Based on the listing below, report how many lines contain the word "white". Nothing but the number, please.

══════════════════════════════

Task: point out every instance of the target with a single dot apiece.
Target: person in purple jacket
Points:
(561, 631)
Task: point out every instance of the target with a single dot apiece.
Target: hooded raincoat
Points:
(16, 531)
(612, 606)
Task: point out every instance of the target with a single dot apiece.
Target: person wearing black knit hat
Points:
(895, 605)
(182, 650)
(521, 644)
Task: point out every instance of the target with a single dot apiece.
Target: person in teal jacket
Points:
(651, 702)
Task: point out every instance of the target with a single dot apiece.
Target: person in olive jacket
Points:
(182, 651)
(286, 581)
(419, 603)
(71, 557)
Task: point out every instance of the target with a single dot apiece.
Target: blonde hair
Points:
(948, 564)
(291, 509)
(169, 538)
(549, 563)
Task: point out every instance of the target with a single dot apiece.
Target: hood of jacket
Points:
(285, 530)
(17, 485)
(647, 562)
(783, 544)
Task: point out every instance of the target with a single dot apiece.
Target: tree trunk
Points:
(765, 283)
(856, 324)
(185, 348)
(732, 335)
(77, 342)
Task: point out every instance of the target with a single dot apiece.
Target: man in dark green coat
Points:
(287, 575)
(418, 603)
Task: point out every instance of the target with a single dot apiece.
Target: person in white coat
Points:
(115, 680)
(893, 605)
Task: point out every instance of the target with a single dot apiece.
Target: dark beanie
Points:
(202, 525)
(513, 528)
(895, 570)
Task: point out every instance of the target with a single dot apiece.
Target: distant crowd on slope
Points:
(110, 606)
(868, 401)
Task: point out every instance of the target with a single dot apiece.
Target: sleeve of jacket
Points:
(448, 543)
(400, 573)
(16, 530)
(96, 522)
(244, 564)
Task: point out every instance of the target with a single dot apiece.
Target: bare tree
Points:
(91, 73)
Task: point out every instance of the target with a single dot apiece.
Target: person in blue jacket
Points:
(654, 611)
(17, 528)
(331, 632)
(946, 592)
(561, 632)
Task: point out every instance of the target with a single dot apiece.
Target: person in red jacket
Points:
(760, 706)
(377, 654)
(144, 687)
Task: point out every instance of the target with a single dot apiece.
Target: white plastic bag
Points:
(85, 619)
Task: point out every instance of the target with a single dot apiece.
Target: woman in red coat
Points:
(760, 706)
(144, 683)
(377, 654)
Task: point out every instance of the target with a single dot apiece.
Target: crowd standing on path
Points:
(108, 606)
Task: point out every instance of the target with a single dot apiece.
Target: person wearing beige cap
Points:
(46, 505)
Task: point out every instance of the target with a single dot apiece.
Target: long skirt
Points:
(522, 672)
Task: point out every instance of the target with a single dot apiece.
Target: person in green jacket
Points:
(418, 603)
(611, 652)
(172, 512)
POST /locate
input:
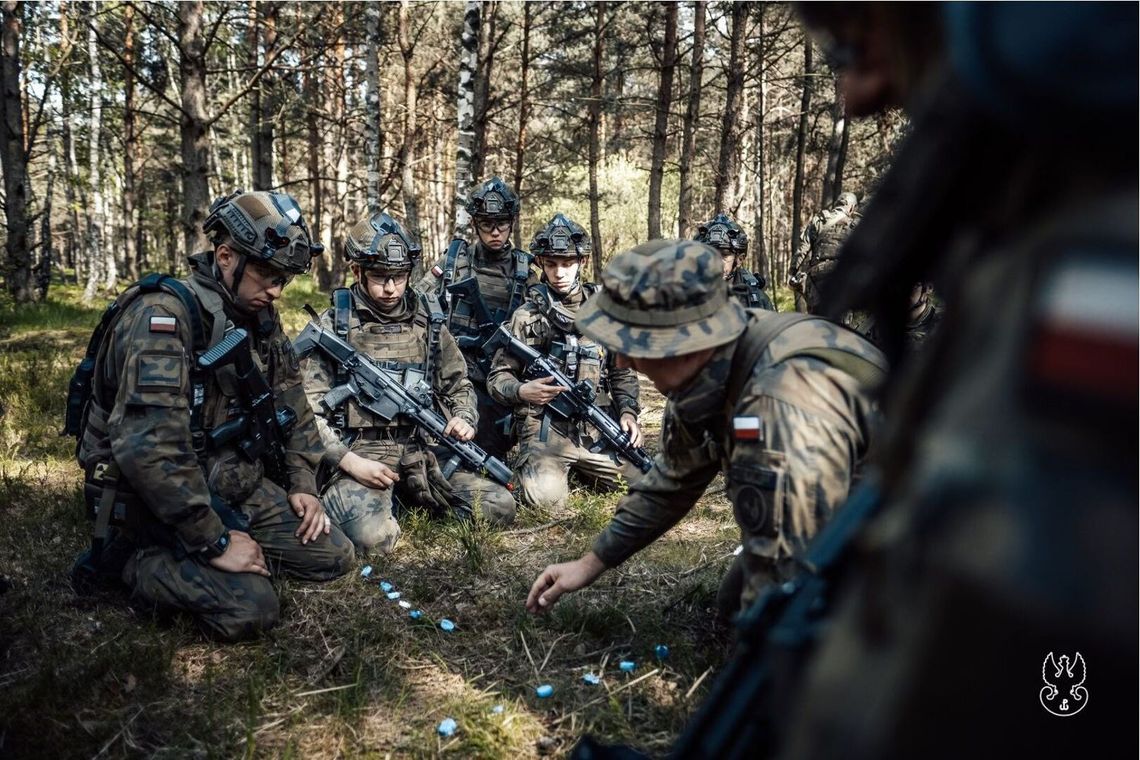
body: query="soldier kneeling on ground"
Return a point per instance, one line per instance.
(778, 402)
(200, 524)
(368, 456)
(550, 446)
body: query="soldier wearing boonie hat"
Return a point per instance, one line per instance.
(780, 403)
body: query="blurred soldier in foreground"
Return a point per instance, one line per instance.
(727, 237)
(1008, 531)
(776, 402)
(380, 317)
(819, 251)
(552, 447)
(154, 440)
(480, 286)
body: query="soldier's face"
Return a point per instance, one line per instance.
(384, 287)
(494, 234)
(669, 374)
(561, 274)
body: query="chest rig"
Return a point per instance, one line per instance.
(407, 350)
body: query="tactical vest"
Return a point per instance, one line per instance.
(408, 350)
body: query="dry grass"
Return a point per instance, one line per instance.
(347, 673)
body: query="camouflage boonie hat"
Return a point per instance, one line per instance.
(662, 299)
(381, 243)
(263, 226)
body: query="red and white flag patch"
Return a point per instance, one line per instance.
(746, 428)
(163, 325)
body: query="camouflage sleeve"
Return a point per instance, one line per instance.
(452, 380)
(318, 381)
(624, 387)
(303, 449)
(657, 501)
(149, 422)
(505, 377)
(430, 284)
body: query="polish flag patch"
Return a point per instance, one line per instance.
(746, 428)
(163, 325)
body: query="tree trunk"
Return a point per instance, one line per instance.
(805, 104)
(661, 123)
(520, 144)
(372, 116)
(483, 67)
(99, 264)
(692, 115)
(130, 146)
(407, 152)
(193, 128)
(14, 158)
(725, 172)
(464, 157)
(595, 117)
(831, 174)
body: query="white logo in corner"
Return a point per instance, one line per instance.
(1063, 694)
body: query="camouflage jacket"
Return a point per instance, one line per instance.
(545, 323)
(399, 338)
(748, 289)
(143, 419)
(498, 285)
(698, 438)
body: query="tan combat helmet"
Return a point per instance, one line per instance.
(662, 299)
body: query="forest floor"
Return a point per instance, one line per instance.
(347, 673)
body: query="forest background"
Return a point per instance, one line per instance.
(121, 121)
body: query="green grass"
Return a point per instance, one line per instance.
(348, 672)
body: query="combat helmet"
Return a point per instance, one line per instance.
(381, 243)
(493, 199)
(267, 227)
(662, 299)
(561, 238)
(724, 234)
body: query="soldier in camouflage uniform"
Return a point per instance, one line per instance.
(143, 423)
(819, 250)
(551, 447)
(922, 318)
(776, 402)
(383, 319)
(503, 275)
(727, 237)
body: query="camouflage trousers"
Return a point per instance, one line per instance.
(233, 606)
(800, 475)
(366, 515)
(544, 468)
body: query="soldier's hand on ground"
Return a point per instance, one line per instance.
(632, 428)
(540, 391)
(560, 579)
(459, 428)
(243, 555)
(314, 520)
(373, 474)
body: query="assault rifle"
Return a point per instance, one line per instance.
(577, 402)
(385, 397)
(262, 431)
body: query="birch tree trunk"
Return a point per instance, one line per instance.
(464, 174)
(595, 119)
(725, 165)
(692, 115)
(661, 123)
(805, 104)
(193, 127)
(520, 144)
(97, 261)
(14, 158)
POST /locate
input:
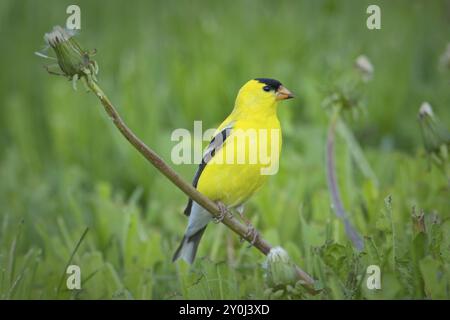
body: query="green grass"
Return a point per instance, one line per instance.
(64, 167)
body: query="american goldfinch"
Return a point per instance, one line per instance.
(232, 168)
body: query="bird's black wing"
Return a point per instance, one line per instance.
(216, 143)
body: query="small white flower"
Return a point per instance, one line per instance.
(425, 110)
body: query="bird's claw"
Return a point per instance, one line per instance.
(223, 211)
(252, 233)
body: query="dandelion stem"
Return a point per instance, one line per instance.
(338, 206)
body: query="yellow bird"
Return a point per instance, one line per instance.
(243, 153)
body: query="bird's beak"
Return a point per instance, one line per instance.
(283, 93)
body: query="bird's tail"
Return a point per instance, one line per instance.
(188, 247)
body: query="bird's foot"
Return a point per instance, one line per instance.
(252, 233)
(223, 211)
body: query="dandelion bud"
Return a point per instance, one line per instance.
(445, 58)
(280, 270)
(365, 67)
(73, 61)
(435, 136)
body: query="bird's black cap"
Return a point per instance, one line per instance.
(272, 83)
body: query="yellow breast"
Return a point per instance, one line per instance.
(248, 157)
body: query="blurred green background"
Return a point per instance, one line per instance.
(65, 167)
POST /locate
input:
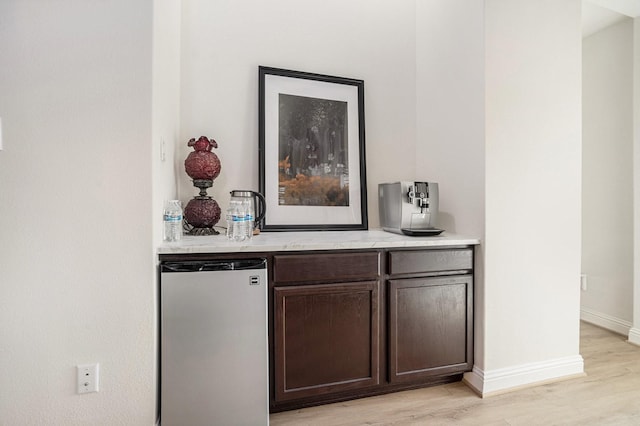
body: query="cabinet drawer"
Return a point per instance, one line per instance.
(325, 267)
(420, 261)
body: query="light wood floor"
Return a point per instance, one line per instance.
(609, 394)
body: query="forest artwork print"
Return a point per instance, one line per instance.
(312, 152)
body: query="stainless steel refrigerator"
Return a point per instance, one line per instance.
(213, 343)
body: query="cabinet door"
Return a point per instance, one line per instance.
(430, 327)
(326, 338)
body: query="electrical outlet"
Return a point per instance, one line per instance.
(88, 377)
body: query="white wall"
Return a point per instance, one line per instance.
(634, 333)
(224, 42)
(76, 249)
(607, 189)
(533, 171)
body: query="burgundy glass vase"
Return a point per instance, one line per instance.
(202, 213)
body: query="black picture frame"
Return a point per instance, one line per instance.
(311, 151)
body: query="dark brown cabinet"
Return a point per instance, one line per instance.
(430, 322)
(357, 323)
(326, 338)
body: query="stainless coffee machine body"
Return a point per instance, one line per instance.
(409, 208)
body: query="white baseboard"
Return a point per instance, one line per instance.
(608, 322)
(487, 383)
(634, 336)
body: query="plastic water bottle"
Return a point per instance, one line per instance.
(172, 221)
(239, 223)
(230, 211)
(248, 218)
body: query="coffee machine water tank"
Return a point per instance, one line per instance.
(409, 208)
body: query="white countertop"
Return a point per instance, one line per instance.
(319, 240)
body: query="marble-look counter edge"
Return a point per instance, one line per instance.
(300, 241)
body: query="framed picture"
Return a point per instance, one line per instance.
(312, 153)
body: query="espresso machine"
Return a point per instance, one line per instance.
(409, 208)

══════════════════════════════

• **Finished exercise**: 8